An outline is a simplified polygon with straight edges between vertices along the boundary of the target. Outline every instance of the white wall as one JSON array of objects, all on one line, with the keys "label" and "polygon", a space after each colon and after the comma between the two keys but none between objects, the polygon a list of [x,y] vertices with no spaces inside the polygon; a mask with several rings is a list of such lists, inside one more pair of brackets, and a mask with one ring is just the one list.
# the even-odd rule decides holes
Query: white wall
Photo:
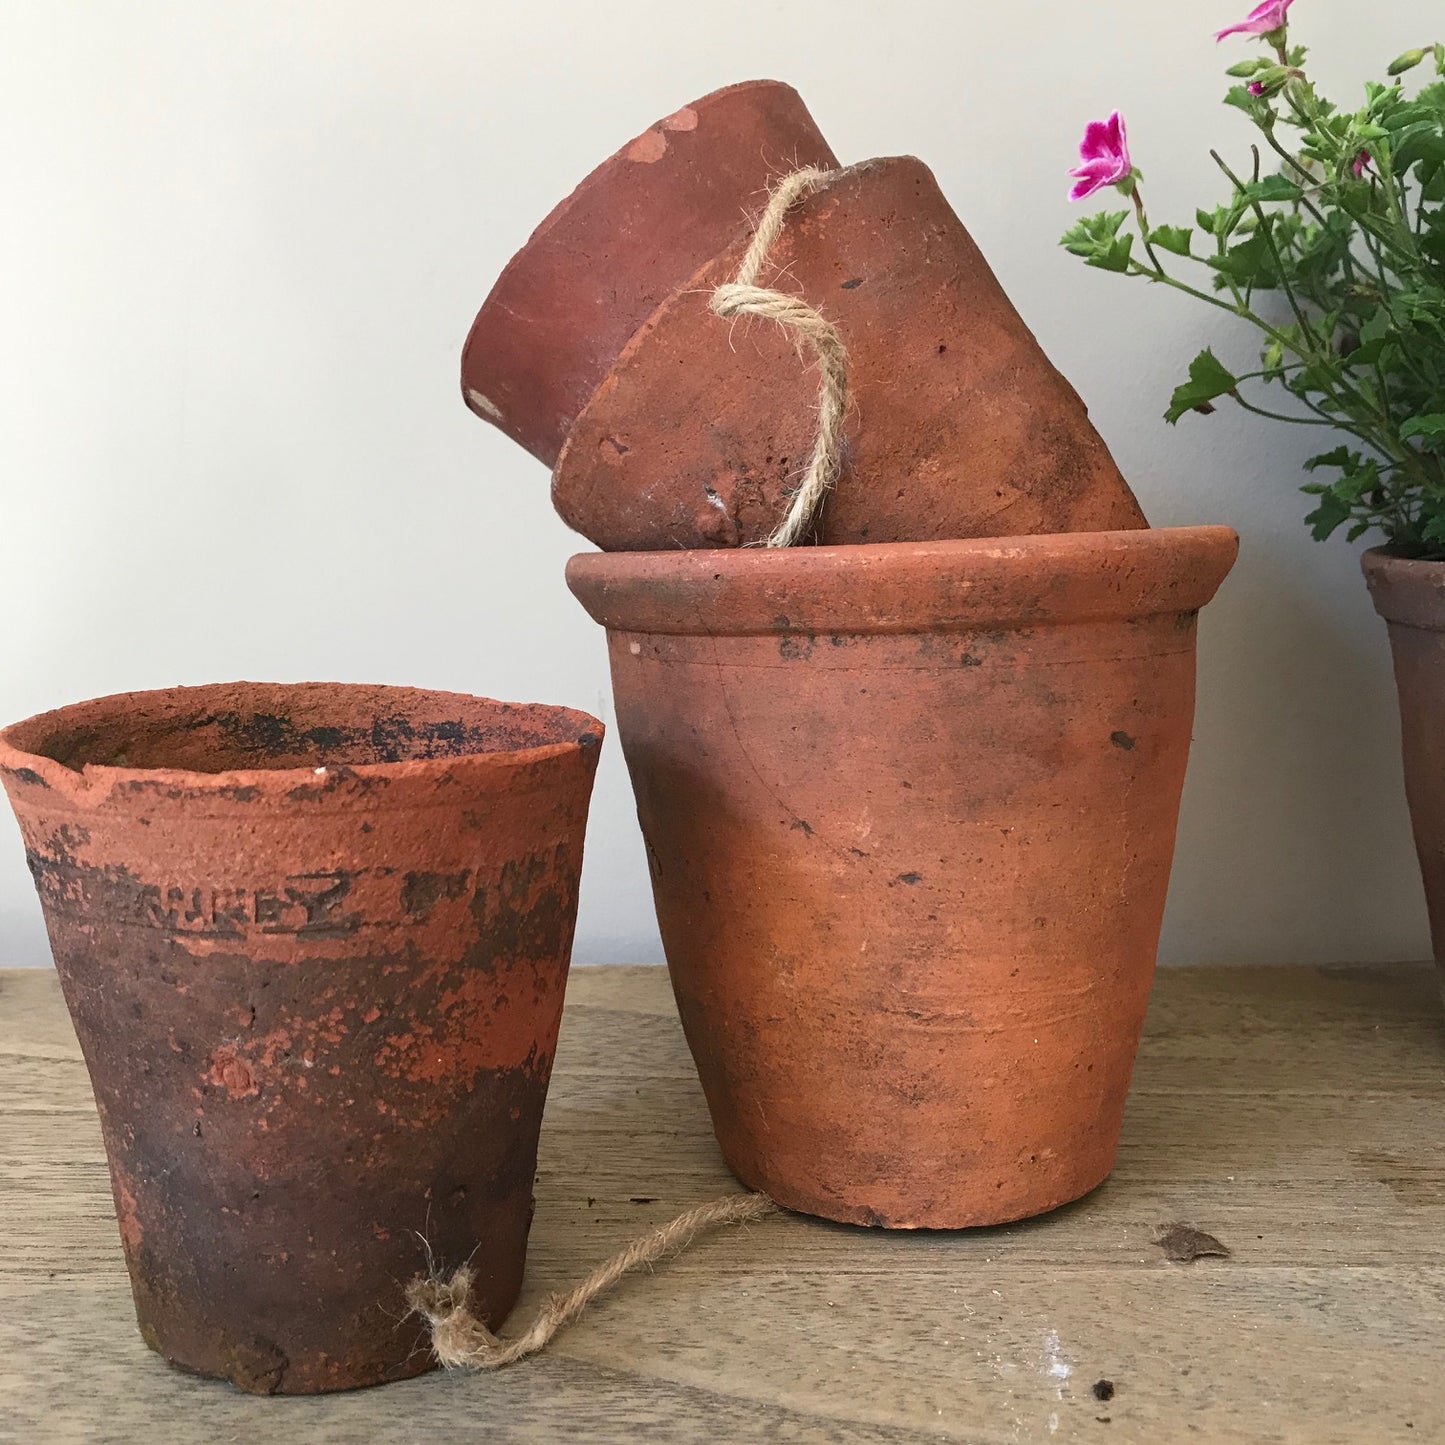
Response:
[{"label": "white wall", "polygon": [[[1159,420],[1251,339],[1055,244],[1083,122],[1120,106],[1154,218],[1217,195],[1247,0],[4,0],[0,716],[234,677],[409,682],[610,713],[543,469],[473,418],[473,313],[614,146],[791,80],[846,159],[937,171],[1156,524],[1228,522],[1163,956],[1424,956],[1383,626],[1318,546],[1307,443]],[[1353,89],[1432,0],[1301,0]],[[1362,18],[1368,15],[1368,19]],[[1438,28],[1438,27],[1437,27]],[[1302,430],[1302,429],[1301,429]],[[615,740],[577,957],[660,956]],[[0,820],[0,963],[44,961]]]}]

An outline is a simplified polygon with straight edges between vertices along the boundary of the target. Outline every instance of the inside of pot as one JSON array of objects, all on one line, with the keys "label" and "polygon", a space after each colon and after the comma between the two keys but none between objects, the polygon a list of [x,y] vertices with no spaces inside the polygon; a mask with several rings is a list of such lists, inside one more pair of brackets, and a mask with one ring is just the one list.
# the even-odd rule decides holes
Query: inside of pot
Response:
[{"label": "inside of pot", "polygon": [[222,773],[358,767],[600,741],[567,708],[353,684],[239,683],[100,698],[9,729],[7,741],[87,766]]}]

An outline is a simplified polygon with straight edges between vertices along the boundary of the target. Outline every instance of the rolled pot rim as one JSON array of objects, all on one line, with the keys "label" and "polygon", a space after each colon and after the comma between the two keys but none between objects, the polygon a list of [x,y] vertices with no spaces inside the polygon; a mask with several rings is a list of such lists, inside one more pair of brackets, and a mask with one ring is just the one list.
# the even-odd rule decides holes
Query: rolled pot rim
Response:
[{"label": "rolled pot rim", "polygon": [[[559,721],[572,720],[577,735],[562,742],[542,743],[533,747],[494,748],[484,752],[459,752],[442,754],[430,758],[403,758],[396,762],[344,763],[328,765],[318,769],[311,764],[299,767],[227,768],[217,772],[203,772],[193,768],[129,767],[109,763],[85,763],[80,768],[37,753],[20,746],[15,735],[38,724],[67,721],[80,722],[92,710],[99,712],[121,704],[154,703],[158,699],[175,700],[178,707],[203,703],[207,694],[217,697],[234,698],[237,689],[256,689],[269,694],[292,693],[304,696],[315,692],[366,693],[394,697],[416,703],[422,699],[434,701],[456,700],[469,707],[477,704],[491,705],[505,709],[539,709],[555,715]],[[187,793],[226,794],[237,788],[256,789],[261,794],[288,794],[296,796],[293,790],[303,787],[312,793],[320,792],[317,779],[326,774],[332,779],[341,778],[440,778],[455,773],[459,768],[468,770],[511,770],[528,764],[543,763],[550,759],[566,757],[589,749],[600,750],[606,728],[590,713],[577,708],[564,707],[558,703],[509,703],[496,698],[483,697],[475,693],[452,692],[441,688],[408,687],[392,683],[364,682],[258,682],[244,680],[237,682],[212,682],[196,685],[143,688],[133,692],[106,693],[101,697],[87,698],[82,702],[67,703],[0,728],[0,776],[6,781],[15,780],[22,784],[40,784],[53,789],[62,797],[75,801],[82,799],[100,800],[110,795],[118,785],[147,784],[184,789]]]},{"label": "rolled pot rim", "polygon": [[861,546],[582,552],[567,585],[603,626],[673,635],[915,633],[1197,611],[1232,527]]},{"label": "rolled pot rim", "polygon": [[[592,193],[602,184],[603,179],[611,175],[626,162],[627,153],[640,140],[650,132],[656,130],[660,125],[666,124],[673,116],[681,115],[682,112],[686,110],[694,110],[701,105],[707,105],[709,102],[717,100],[724,95],[735,95],[742,91],[762,89],[782,89],[798,95],[797,88],[790,85],[786,80],[770,80],[766,76],[759,76],[753,80],[737,80],[731,85],[720,85],[716,89],[708,91],[706,95],[700,95],[694,100],[686,101],[668,115],[659,116],[656,120],[643,126],[636,135],[618,146],[606,160],[599,161],[537,222],[527,239],[518,247],[516,252],[513,253],[511,259],[502,267],[501,273],[492,283],[492,289],[487,293],[486,299],[477,311],[476,317],[473,319],[471,327],[467,332],[467,339],[462,344],[461,388],[462,396],[467,401],[468,406],[471,406],[472,403],[470,397],[467,395],[467,356],[471,352],[472,347],[477,344],[483,323],[488,318],[492,307],[497,304],[496,298],[506,295],[518,276],[525,276],[528,269],[535,265],[538,243],[542,241],[569,212],[585,206],[591,199]],[[798,99],[799,103],[801,103],[802,97],[798,96]],[[739,229],[741,229],[745,220],[746,217],[744,216],[740,215],[738,217]]]},{"label": "rolled pot rim", "polygon": [[1360,557],[1375,611],[1386,622],[1445,632],[1445,562],[1371,547]]},{"label": "rolled pot rim", "polygon": [[[786,80],[771,80],[766,76],[758,76],[753,80],[735,80],[732,82],[731,85],[719,85],[715,89],[708,91],[706,95],[699,95],[693,100],[685,101],[682,105],[678,106],[676,110],[669,112],[667,115],[658,116],[656,120],[650,121],[647,125],[643,126],[636,135],[630,137],[628,140],[624,141],[620,146],[618,146],[617,149],[614,150],[612,154],[607,157],[606,160],[599,161],[595,166],[593,166],[592,169],[588,171],[587,174],[583,176],[582,179],[578,181],[577,184],[573,186],[572,189],[568,191],[567,194],[563,196],[562,199],[558,201],[557,204],[553,206],[552,209],[548,211],[547,214],[543,216],[540,221],[537,222],[537,224],[532,228],[531,234],[522,244],[521,248],[511,258],[511,260],[507,262],[506,266],[502,268],[501,275],[498,276],[495,285],[492,287],[492,290],[496,291],[500,288],[501,283],[506,278],[508,272],[512,271],[514,268],[521,269],[521,267],[519,267],[517,264],[518,262],[522,262],[523,265],[526,264],[525,261],[523,261],[523,257],[526,256],[527,251],[531,247],[532,243],[545,236],[547,232],[550,231],[553,226],[557,224],[561,217],[567,214],[568,211],[573,210],[577,206],[583,204],[586,201],[588,194],[596,188],[598,181],[601,179],[601,177],[609,171],[616,170],[618,164],[627,159],[628,151],[630,151],[632,147],[635,146],[638,141],[642,140],[649,132],[656,130],[660,125],[666,124],[666,122],[670,121],[674,116],[681,115],[682,112],[685,110],[692,110],[695,109],[697,106],[706,105],[708,104],[708,102],[717,100],[724,95],[737,95],[747,90],[764,89],[787,90],[792,92],[792,94],[794,95],[798,94],[797,87],[790,85]],[[801,96],[799,96],[798,98],[799,100],[802,99]],[[741,216],[738,218],[739,225],[742,224],[744,219],[745,218]]]}]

▸ **WORK INSTRUCTION**
In the entries above, one line contains "Query: inside of pot" and another contains "Query: rolled pot rim". Reproduce exactly those two lines and the lines between them, nothing else.

▸ **OUTPUT FOR THIS EXERCISE**
Query: inside of pot
Response:
[{"label": "inside of pot", "polygon": [[222,773],[358,767],[600,741],[567,708],[353,684],[239,683],[100,698],[9,729],[7,741],[87,766]]}]

An outline is a simplified polygon with straight edges between vertices along the boundary of the target. Outline every instance of the rolled pot rim as one JSON array of objects, all on one line, with the keys "label" and "polygon", a space after each colon and after the comma between the two keys but none between objects, the polygon a list of [x,y] vertices with no spaces inside the polygon; a mask with several rings is a list of such lists, inside one more pair of brackets, and a mask with one ring is just the one list.
# the even-odd rule decides holes
Query: rolled pot rim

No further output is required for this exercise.